Wadi Wurayah () is a  wadi between the towns of Masafi, Khor Fakkan, and Bidiyah in the United Arab Emirates. It has been designated as Ramsar Wetland of International Importance.

Protected area 

On 16 March 2009, the Wadi Wurayah became the first protected mountain area in the United Arab Emirates, after a three-year campaign by the Emirates Wildlife Society in Association with World Wide Fund for Nature, with the support of HSBC Bank Middle East Limited. In addition to the conservation of the area's delicate ecosystem, EWS-WWF have also set up camera traps to photograph the more elusive wildlife, and arranged field trips for students to help raise awareness of the area.

Flora and fauna 

Wadi Wurayah is home to more than 100 species of mammals, birds, reptiles and amphibians, as well as more than 300 species of plants. It is famous for its scenic waterfall set amid the Hajar Mountains. It has streams and pools dotted around the rocky outcrops. It is one of few remaining places in the world where the endangered Arabian tahr still roams free. Conservationists believe it to be among the last places in the UAE where the Arabian leopard, which has not been seen in the UAE since 1995, still survives. A footprint of a leopard was found here. The same is true for the caracal. The wadi is also home to the Garra barreimiae, a type of freshwater fish that lives only in Al Hajar Mountains. Among the 208 species of plants is a species of wild orchid unique to the area, the Epipactis veratrifolia. In 2018, an Indian crested porcupine was spotted here.

Dataset entries:
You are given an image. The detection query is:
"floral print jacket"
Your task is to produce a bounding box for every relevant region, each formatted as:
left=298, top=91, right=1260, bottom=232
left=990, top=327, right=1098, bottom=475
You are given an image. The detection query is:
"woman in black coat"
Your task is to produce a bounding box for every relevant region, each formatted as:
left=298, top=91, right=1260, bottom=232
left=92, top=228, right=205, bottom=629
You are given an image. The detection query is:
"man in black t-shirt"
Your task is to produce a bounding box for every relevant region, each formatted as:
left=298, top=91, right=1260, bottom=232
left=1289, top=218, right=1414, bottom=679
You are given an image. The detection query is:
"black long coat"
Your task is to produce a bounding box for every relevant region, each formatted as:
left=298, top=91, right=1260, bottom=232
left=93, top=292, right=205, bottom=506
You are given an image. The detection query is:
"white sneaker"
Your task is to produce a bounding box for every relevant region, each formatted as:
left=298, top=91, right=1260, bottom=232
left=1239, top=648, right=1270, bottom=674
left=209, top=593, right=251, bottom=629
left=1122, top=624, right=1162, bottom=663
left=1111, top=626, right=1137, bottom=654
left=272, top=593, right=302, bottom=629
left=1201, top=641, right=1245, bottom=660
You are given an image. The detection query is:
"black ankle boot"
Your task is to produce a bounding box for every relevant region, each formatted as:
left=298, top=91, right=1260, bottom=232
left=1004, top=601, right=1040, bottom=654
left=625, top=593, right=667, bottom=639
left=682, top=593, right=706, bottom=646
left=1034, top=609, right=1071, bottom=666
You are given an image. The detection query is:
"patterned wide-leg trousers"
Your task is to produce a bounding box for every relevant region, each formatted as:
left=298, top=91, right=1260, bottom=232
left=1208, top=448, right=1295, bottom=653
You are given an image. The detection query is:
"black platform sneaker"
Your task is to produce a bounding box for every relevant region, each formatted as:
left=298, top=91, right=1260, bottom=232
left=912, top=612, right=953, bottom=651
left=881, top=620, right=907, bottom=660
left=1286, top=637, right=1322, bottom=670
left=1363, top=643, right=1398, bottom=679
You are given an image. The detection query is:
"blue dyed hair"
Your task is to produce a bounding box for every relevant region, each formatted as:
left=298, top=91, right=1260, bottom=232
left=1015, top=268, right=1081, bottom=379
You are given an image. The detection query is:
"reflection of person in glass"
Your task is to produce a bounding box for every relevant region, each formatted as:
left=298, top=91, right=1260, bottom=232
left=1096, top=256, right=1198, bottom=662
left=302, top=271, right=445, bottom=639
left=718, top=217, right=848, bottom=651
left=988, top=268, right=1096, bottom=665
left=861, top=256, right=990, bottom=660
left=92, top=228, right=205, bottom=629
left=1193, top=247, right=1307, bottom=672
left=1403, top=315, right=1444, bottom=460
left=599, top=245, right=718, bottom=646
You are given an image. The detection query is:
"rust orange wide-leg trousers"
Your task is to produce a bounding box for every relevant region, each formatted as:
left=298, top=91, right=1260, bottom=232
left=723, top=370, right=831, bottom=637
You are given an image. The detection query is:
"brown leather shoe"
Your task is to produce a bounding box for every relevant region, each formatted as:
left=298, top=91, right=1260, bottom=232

Exercise tasks:
[a] From the Wadi Wurayah text, copy the stretch from "On 16 March" through "of the area.".
[b] Using the Wadi Wurayah text, say whether each statement agrees with it, answering yes or no and quoting the deciding words: (i) Wadi Wurayah became the first protected mountain area in the United Arab Emirates on 16 March 2009. (ii) The campaign that led to its protection lasted five years. (iii) An Indian crested porcupine was spotted there in 2018.
This material comes from a different source than the Wadi Wurayah text.

Answers to the exercise:
[a]
On 16 March 2009, the Wadi Wurayah became the first protected mountain area in the United Arab Emirates, after a three-year campaign by the Emirates Wildlife Society in Association with World Wide Fund for Nature, with the support of HSBC Bank Middle East Limited. In addition to the conservation of the area's delicate ecosystem, EWS-WWF have also set up camera traps to photograph the more elusive wildlife, and arranged field trips for students to help raise awareness of the area.

[b]
(i) Yes: "On 16 March 2009, the Wadi Wurayah became the first protected mountain area in the United Arab Emirates"
(ii) No: "after a three-year campaign"
(iii) Yes: "In 2018, an Indian crested porcupine was spotted here."